- _TASK DIRECTIONS_: Filter the lines below, keeping each one that holds "path".

- _SOURCE RECORDS_:

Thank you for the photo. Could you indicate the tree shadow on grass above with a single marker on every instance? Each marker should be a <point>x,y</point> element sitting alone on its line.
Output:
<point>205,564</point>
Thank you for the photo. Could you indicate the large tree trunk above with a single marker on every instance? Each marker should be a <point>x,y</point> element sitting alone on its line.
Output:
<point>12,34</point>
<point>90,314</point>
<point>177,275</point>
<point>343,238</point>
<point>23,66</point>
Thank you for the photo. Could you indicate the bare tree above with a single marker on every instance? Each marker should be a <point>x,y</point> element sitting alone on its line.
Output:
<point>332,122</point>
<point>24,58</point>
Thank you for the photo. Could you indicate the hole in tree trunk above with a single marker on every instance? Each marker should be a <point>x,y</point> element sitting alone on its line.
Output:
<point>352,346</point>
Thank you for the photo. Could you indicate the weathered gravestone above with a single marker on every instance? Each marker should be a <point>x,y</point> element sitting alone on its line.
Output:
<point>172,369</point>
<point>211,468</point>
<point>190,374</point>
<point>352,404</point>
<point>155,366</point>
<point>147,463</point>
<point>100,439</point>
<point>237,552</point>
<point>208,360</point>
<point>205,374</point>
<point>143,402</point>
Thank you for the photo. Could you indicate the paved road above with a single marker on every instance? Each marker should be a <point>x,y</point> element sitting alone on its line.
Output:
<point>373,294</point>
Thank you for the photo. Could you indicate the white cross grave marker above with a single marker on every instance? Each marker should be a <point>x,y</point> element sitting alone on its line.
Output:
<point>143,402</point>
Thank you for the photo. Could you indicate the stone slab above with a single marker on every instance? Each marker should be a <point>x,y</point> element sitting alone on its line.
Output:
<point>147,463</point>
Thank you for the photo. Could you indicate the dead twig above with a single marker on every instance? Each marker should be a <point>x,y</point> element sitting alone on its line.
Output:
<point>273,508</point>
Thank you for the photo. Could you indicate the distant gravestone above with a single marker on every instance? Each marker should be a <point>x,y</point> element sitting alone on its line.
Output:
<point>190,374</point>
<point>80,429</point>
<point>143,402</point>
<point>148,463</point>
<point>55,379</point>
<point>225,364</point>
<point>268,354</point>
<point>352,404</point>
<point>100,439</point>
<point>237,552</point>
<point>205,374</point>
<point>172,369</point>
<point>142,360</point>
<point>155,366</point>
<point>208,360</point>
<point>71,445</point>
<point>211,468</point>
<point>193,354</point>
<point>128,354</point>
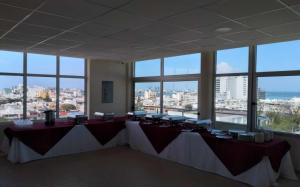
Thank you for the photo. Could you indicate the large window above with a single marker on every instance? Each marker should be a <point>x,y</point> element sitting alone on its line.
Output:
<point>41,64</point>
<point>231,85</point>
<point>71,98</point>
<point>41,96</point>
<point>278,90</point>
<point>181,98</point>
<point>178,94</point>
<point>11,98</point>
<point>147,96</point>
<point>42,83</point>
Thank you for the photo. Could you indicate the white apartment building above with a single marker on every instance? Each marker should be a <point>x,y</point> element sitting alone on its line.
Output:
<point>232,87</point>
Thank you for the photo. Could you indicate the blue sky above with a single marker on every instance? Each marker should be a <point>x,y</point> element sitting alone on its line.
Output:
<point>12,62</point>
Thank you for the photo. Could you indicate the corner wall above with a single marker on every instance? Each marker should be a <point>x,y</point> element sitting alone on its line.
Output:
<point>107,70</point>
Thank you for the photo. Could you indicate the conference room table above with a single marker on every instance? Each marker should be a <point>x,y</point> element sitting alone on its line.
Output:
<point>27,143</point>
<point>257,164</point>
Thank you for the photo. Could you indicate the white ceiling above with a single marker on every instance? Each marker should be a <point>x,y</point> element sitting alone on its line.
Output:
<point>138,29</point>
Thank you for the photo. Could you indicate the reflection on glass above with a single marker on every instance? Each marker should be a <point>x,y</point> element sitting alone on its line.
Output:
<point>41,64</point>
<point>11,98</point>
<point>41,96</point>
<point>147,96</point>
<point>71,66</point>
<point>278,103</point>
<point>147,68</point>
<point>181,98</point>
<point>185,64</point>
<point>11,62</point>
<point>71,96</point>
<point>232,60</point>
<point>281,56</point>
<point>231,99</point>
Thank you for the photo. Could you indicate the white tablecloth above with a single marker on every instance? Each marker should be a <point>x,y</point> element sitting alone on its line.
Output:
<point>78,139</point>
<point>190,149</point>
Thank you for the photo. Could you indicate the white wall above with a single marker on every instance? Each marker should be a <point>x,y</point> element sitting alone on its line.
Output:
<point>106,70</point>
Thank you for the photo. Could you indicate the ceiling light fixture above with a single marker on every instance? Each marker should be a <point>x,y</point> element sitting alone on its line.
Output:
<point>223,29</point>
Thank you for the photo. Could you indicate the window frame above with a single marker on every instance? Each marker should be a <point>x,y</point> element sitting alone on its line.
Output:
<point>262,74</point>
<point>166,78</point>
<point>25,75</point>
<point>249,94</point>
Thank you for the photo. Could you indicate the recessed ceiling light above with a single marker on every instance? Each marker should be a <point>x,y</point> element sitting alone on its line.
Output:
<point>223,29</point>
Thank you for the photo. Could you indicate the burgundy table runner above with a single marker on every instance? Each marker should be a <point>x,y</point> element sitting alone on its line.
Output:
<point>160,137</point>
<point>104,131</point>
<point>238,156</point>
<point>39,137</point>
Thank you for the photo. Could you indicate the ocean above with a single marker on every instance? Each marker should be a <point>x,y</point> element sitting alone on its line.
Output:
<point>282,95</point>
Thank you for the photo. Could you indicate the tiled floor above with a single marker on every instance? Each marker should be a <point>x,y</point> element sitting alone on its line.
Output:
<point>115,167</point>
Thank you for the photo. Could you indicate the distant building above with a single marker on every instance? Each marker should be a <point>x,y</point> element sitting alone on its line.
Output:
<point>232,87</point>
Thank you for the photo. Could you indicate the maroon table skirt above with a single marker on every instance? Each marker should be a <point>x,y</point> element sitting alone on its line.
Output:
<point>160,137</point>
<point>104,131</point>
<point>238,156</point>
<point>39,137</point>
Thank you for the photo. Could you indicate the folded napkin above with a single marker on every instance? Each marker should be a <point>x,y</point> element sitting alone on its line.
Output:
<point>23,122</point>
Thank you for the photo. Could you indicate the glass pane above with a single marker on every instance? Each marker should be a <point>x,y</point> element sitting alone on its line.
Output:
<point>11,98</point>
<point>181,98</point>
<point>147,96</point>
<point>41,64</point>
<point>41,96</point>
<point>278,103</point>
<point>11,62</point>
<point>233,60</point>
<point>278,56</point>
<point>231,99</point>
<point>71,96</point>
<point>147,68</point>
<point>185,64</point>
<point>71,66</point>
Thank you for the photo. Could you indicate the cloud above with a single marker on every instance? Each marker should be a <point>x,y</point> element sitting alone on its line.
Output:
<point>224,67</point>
* * *
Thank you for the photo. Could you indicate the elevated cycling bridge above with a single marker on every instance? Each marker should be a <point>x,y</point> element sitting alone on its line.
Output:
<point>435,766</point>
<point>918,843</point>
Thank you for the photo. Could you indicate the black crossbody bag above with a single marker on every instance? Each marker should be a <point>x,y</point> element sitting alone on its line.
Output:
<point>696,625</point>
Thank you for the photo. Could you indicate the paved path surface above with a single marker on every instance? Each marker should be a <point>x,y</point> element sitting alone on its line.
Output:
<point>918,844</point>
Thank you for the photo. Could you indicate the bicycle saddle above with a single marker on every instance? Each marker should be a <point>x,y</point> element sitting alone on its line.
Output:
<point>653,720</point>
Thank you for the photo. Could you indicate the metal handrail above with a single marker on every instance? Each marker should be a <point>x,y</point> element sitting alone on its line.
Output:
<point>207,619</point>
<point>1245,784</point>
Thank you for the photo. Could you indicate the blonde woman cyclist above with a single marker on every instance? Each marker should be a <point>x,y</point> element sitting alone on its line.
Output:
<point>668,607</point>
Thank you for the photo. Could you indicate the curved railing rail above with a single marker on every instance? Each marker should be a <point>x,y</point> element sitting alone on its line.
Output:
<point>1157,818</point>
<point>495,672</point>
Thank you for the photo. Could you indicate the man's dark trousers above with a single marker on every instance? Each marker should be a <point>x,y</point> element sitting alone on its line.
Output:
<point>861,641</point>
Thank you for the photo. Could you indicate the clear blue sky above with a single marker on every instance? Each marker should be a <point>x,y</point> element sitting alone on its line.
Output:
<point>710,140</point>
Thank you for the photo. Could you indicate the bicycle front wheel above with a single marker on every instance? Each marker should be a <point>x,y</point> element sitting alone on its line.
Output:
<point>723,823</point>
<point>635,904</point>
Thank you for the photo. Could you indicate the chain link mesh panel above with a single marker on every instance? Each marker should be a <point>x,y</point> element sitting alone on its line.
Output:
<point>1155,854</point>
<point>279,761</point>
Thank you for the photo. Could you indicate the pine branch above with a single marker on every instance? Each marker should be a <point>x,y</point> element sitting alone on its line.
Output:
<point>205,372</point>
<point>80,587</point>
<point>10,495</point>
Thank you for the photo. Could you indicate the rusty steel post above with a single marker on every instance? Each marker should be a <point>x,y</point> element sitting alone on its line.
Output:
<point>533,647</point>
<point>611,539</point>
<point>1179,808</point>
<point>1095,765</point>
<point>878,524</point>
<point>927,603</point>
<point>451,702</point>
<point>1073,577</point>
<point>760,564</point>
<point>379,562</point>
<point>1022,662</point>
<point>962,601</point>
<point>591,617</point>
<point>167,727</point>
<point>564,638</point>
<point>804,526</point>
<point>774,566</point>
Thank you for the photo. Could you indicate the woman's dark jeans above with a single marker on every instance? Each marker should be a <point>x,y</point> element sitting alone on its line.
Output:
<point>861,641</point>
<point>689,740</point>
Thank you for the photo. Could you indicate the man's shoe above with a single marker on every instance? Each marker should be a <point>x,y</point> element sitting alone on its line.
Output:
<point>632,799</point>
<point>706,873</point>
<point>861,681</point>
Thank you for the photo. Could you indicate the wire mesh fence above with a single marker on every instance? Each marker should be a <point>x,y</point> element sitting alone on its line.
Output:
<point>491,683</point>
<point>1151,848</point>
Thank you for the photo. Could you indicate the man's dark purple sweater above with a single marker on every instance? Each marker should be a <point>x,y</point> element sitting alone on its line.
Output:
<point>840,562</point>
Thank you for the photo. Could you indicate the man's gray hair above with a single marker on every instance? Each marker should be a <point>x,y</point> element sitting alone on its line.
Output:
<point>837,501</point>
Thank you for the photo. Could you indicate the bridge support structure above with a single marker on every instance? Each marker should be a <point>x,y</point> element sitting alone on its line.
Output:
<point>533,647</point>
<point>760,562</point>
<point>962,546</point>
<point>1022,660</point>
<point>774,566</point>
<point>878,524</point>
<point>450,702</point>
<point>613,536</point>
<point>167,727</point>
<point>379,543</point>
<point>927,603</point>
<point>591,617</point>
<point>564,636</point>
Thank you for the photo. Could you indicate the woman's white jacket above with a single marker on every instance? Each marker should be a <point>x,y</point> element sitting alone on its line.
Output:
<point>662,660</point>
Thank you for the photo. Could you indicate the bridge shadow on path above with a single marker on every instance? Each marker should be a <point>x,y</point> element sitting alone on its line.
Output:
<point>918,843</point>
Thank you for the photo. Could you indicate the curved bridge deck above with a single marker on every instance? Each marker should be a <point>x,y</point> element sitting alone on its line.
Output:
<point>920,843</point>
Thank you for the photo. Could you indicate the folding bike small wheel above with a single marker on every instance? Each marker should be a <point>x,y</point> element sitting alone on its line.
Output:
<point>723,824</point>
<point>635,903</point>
* * *
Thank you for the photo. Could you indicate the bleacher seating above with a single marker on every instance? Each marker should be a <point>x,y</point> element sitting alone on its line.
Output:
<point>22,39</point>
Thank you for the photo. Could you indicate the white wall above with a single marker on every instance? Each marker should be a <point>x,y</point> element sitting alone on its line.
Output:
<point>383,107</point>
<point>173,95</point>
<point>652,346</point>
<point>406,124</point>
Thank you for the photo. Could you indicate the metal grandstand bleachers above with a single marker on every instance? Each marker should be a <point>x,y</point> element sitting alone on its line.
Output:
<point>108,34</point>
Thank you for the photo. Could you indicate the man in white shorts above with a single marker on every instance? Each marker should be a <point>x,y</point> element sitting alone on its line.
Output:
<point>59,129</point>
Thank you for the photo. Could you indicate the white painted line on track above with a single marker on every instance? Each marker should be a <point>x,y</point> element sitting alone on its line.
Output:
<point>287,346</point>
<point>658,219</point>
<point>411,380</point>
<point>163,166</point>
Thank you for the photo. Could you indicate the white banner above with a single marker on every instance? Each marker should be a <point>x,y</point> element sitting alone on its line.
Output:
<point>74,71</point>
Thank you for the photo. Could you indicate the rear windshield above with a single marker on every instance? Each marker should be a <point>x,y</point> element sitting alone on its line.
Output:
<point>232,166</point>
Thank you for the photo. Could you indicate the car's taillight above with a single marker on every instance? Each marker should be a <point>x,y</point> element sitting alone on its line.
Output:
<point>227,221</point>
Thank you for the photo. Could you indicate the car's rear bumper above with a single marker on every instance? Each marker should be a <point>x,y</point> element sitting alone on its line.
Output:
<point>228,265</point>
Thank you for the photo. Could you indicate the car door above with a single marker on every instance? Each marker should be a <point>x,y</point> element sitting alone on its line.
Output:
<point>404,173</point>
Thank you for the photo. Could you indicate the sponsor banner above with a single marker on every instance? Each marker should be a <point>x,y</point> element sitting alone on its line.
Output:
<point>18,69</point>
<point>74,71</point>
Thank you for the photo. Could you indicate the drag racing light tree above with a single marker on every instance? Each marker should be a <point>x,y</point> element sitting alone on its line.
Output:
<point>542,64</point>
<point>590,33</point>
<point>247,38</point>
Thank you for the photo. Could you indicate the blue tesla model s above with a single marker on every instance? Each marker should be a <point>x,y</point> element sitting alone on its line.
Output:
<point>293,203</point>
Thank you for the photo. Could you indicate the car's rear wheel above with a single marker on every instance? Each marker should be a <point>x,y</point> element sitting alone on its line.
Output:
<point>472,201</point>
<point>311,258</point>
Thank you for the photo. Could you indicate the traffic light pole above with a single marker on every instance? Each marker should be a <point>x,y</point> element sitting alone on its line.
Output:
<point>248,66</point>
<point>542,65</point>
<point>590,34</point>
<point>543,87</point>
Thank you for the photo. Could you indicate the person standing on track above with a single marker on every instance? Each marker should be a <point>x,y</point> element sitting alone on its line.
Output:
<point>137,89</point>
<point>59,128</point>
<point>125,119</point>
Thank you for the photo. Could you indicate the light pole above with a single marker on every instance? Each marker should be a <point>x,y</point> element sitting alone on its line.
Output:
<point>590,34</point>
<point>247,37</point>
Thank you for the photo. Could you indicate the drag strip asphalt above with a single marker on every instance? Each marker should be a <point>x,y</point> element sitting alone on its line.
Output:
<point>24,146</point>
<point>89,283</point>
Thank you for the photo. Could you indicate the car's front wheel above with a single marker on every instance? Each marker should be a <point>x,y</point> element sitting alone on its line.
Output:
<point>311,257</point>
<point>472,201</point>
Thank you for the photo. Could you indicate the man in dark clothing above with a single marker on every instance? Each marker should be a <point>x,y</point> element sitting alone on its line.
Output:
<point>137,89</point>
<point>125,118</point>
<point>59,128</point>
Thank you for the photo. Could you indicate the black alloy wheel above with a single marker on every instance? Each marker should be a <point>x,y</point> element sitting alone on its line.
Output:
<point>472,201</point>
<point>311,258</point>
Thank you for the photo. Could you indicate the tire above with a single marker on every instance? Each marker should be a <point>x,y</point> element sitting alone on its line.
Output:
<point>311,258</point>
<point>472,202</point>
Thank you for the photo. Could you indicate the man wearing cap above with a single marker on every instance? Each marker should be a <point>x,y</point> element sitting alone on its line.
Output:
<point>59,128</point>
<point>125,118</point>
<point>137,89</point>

- _WRITTEN SOLUTION_:
Thank you for the photo. Could you indicate the paved path surface above with a single marker on every instance? Each marker should be a <point>x,y</point> element sitting alone on its line.
Thank you for the photo. Could you indicate the bridge shadow on path above with a single marker on every instance? Each marker should be a <point>x,y</point> element sitting alone on its line.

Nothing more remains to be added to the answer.